### Given data ###
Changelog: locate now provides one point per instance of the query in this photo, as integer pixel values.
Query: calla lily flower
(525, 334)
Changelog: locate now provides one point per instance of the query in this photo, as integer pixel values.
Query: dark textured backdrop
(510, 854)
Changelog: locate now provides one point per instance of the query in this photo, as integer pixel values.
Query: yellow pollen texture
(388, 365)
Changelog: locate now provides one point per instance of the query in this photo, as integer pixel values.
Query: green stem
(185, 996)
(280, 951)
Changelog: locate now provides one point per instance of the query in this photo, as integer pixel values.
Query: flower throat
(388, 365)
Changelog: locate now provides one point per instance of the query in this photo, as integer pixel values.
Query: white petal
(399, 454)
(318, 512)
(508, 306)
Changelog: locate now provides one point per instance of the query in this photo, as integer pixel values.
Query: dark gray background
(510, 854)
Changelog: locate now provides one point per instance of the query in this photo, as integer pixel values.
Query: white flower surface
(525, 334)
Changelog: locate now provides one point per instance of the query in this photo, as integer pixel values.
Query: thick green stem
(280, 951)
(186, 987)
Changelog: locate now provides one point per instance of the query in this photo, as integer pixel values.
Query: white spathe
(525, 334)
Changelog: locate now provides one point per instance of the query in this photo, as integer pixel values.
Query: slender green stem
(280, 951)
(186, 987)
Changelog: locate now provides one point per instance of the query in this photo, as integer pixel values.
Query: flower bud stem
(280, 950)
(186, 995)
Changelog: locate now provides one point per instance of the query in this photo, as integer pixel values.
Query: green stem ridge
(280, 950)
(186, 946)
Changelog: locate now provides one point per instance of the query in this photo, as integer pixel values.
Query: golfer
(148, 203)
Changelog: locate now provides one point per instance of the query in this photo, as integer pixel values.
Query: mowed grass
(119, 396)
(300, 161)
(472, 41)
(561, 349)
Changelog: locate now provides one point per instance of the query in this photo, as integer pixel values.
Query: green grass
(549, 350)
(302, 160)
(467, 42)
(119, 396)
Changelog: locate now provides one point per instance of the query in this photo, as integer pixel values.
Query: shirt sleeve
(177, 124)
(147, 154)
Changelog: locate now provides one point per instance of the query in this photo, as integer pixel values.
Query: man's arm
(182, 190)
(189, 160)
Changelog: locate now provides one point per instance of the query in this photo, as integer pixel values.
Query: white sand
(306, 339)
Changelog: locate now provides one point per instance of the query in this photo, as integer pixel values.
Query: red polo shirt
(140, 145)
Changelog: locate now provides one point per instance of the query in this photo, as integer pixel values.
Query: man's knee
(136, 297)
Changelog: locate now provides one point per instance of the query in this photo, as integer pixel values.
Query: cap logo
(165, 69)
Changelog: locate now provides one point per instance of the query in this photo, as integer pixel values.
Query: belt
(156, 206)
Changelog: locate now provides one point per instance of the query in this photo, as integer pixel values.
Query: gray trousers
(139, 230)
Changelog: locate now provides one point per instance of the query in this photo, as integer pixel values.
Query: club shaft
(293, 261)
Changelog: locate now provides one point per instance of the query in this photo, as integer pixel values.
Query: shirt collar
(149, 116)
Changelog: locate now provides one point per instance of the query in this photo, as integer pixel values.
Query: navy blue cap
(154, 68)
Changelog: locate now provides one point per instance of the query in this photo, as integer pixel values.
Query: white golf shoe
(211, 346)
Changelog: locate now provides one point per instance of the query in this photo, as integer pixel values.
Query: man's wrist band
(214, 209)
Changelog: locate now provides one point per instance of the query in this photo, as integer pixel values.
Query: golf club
###
→ **Written exercise**
Return the entries in full, keeping every line exactly as it is.

→ **Answer to this exercise**
Changelog: locate now provides one point per instance of the query in this photo, as integer pixel values.
Query: calla lily flower
(525, 334)
Changelog: locate now provides one point per instance of the query in this photo, as integer pixel values.
Query: dark textured backdrop
(510, 854)
Changelog: locate now provides one point per instance of the query in this photo, as integer pixel values.
Query: yellow pollen texture
(388, 365)
Changelog: locate now provides one point per instance of the query in this photo, as integer pixel values.
Query: green stem
(185, 996)
(280, 951)
Changelog: locate now provides one point per instance of the query in this photo, as integer pixel values.
Query: flower throat
(388, 365)
Changelog: locate now provides one point per instance of the query in this photo, as integer pixel values.
Query: white petal
(399, 454)
(318, 512)
(508, 306)
Changelog: locate now provides one point per instance of the query in this photo, as integer pixel values.
Query: dark gray background
(510, 854)
Changelog: locate now provides one point per instance of the query in this photo, as integer pixel values.
Query: white flower surface
(525, 334)
Changelog: locate now provides one point per instance of the query in this photo, as integer pixel values.
Query: thick green stem
(280, 951)
(186, 987)
Changelog: locate now provides one point per instance of the query in this photo, as integer pixel values.
Query: white spathe
(525, 334)
Changelog: locate now provides one point per instance of the query in this photo, as integer pixel values.
Query: slender green stem
(280, 951)
(186, 987)
Changelog: locate now provides one point per instance of the query in this photo, as integer pixel values.
Query: flower bud stem
(280, 950)
(186, 995)
Changelog: locate now provides one point per instance of the query in this photo, as integer pixel values.
Query: green stem ridge
(280, 950)
(186, 946)
Changelog: locate now provides one point per instance of the query in this photo, as integer pixel values.
Query: golfer
(148, 203)
Changelog: locate now provides one point per instance of the query in this photo, as integer pixel values.
Query: mowed grass
(119, 396)
(300, 161)
(472, 41)
(561, 349)
Changelog: locate now provides one point per instance of the query in this photo, as integer pixel values.
Query: green grass
(549, 350)
(302, 160)
(467, 42)
(119, 396)
Changelog: locate now provides one point per instance of the query in this photo, as integer pixel values.
Query: shirt sleeve
(177, 124)
(147, 154)
Changelog: locate now provides one point per instance of the query in this photo, as integer pixel values.
Query: man's arm
(182, 190)
(189, 160)
Changelog: locate now provides one point per instance of the query in this photo, as integer pixel values.
Query: white sand
(306, 339)
Changelog: locate now provides one point per instance of the query in this photo, as integer pixel values.
Query: red polo shirt
(140, 145)
Changelog: locate now provides one point per instance of the query in this photo, as integer pixel values.
Query: man's knee
(136, 297)
Changelog: locate now provides one point per instance of the query in this photo, as integer pixel values.
Query: cap logo
(165, 69)
Changelog: locate now provides one point per instance of the query in this photo, as integer pixel values.
Query: belt
(156, 206)
Changelog: locate now provides one point per instance of the query in this photo, as integer pixel values.
Query: gray trousers
(139, 230)
Changelog: locate now provides one point per instance of the query in this photo, as integer pixel values.
Query: club shaft
(293, 261)
Changelog: locate now provides one point per instance of the query in this photo, as integer pixel values.
Query: shirt collar
(149, 116)
Changelog: locate now provides one point per instance of the query in this photo, as integer pixel values.
Query: navy blue cap
(154, 68)
Changelog: locate now provides one point per instance of the query in this photo, as integer pixel values.
Query: white golf shoe
(211, 346)
Changelog: locate now provides one point per instance of the query in this photo, as integer pixel values.
Query: man's wrist band
(214, 209)
Changelog: locate now provides one point per instance of the query in this photo, as integer pixel values.
Query: golf club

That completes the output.